Start of Text passage
Toxic Titan

In recent months, North Carolina's coastal areas have been caught in a swirl of threat from two well-heeled industrial polluters, PCS Phosphates and Titan Cement. In the face of massive public resistance to its plans to operate on public land, the leaders of PCS Phosphates wisely backed down, deciding to search for a location where, we hope, their toxic impacts will be less damaging.

Titan Cement, on the other hand, has given the old one-finger salute to the people of North Carolina, and more specifically, to the residents of the Cape Fear River basin.

As Democracy North Carolina observes, Titan has a long history of (expletive deleted) to get its way. It has even filed lawsuits to quash criticism by community organizers, and has recently secured approval of a draft air-pollution permit.

The Wilmington Star News says that government officials are largely going along, even though Titan has a record of making misleading statements, if not lying. The NC environmental agency says it “had to issue the draft permit, based on state law and scientific models of the potential impact,” because computer models “showed that plant emissions would not exceed health standards outside the plant’s property line.” But why trust Titan to supply correct information to go into those models? Says the newspaper: “Titan’s actions during this process speak for themselves. In an interview shortly after plans for the plant were announced, Titan officials told the Star-News Editorial Board that it would comply with the new federal standards, even though they had not yet been announced. After the stricter limits were finalized, the Portland Cement Association challenged the rules.

I don't know for certain that the executives who run Titan are liars, but all evidence points in that direction. Which raises this question: Can we convince the Governor to use her considerable influence to put the permitting process on a slow track to nowhere?

To be fair, the differences between Titan and PCS Phosphates are considerable. PCS was trying to operate on state land, which make their position less tenable. Titan wants to despoil private land, and has argued that their emissions won't pollute the Cape Fear River and surrounding air, or at least not more than was allowed by previous standards. In light of the company's record of deception, diligence in protecting our natural resources is in order. The state must bring an extraordinary level of scrutiny to Titan's computer models. Accepting their word requires an impossible leap of faith.
End of Text passage
Requirement A: In the text on Titan Cement, which company backed down after massive public resistance to its plans to operate on public land?
Requirement B: Reproduce the text on Titan Cement from "In recent months, North" up to and including "Fear River basin.".
Requirement C: Carry on the text on Titan Cement, starting after its final sentence.
Start of Raw data
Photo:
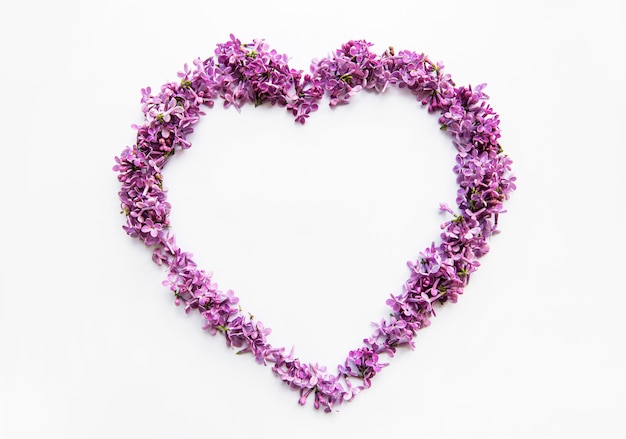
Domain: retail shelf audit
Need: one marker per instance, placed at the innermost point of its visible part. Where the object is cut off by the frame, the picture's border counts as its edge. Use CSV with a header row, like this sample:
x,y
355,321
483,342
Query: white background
x,y
311,225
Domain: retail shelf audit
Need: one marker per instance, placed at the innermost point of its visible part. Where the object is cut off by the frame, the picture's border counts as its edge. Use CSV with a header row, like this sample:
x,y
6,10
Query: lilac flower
x,y
251,73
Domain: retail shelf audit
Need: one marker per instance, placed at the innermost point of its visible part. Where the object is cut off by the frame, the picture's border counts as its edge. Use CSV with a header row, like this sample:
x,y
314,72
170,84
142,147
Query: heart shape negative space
x,y
240,73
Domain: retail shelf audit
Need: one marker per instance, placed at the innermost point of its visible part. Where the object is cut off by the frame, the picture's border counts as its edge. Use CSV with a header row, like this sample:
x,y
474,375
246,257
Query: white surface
x,y
311,226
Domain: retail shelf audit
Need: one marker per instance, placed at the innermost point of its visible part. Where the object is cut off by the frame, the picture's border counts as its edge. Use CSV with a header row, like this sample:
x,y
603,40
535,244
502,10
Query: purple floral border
x,y
252,73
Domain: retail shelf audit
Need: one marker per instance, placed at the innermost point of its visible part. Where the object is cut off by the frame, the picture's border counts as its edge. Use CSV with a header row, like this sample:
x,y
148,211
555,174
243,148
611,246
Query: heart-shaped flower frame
x,y
240,73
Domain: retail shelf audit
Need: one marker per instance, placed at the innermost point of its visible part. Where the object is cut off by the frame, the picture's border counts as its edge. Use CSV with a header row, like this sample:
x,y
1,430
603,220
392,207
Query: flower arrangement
x,y
252,73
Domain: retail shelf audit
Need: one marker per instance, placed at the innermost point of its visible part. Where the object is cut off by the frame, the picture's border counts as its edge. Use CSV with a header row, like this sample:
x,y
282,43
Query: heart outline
End of Raw data
Answer section A: PCS Phosphates

Answer section B:
In recent months, North Carolina's coastal areas have been caught in a swirl of threat from two well-heeled industrial polluters, PCS Phosphates and Titan Cement. In the face of massive public resistance to its plans to operate on public land, the leaders of PCS Phosphates wisely backed down, deciding to search for a location where, we hope, their toxic impacts will be less damaging.

Titan Cement, on the other hand, has given the old one-finger salute to the people of North Carolina, and more specifically, to the residents of the Cape Fear River basin.

Answer section C:
Governor Perdue knows how to get things done when she wants to; we've all seen her in action. And if ever there was a time to step up and protect families and the environment, this is it.

I believe showing that she will stand up to companies that intimidate citizens ... and showing that she will protect Carolina's rivers and sandhills communities ... will strengthen her record with families, the environmental community, physicians, public health professionals, fishermen, and more. The people who want jobs at the expense of the environment would never support her anyway. They have a darling in the wings, Myers Park Pat, whose only question would be, "Can you throw in some extra CO2 with that mercury?"

This isn't about cement, or even about Titan. This is about location, location, location. Titan Cement says they'll bring 161 jobs to Wilmington. Even assuming they're not lying, is that really worth turning the lower Cape Fear River into a permanent toxic dump?

Who knows if Titan's permit will be challenged in court, but I hope it will. I'll certainly contribute to the effort. In the meantime, please encourage Governor Perdue to encourage Titan to find a more suitable location for its shiny new mercury factory.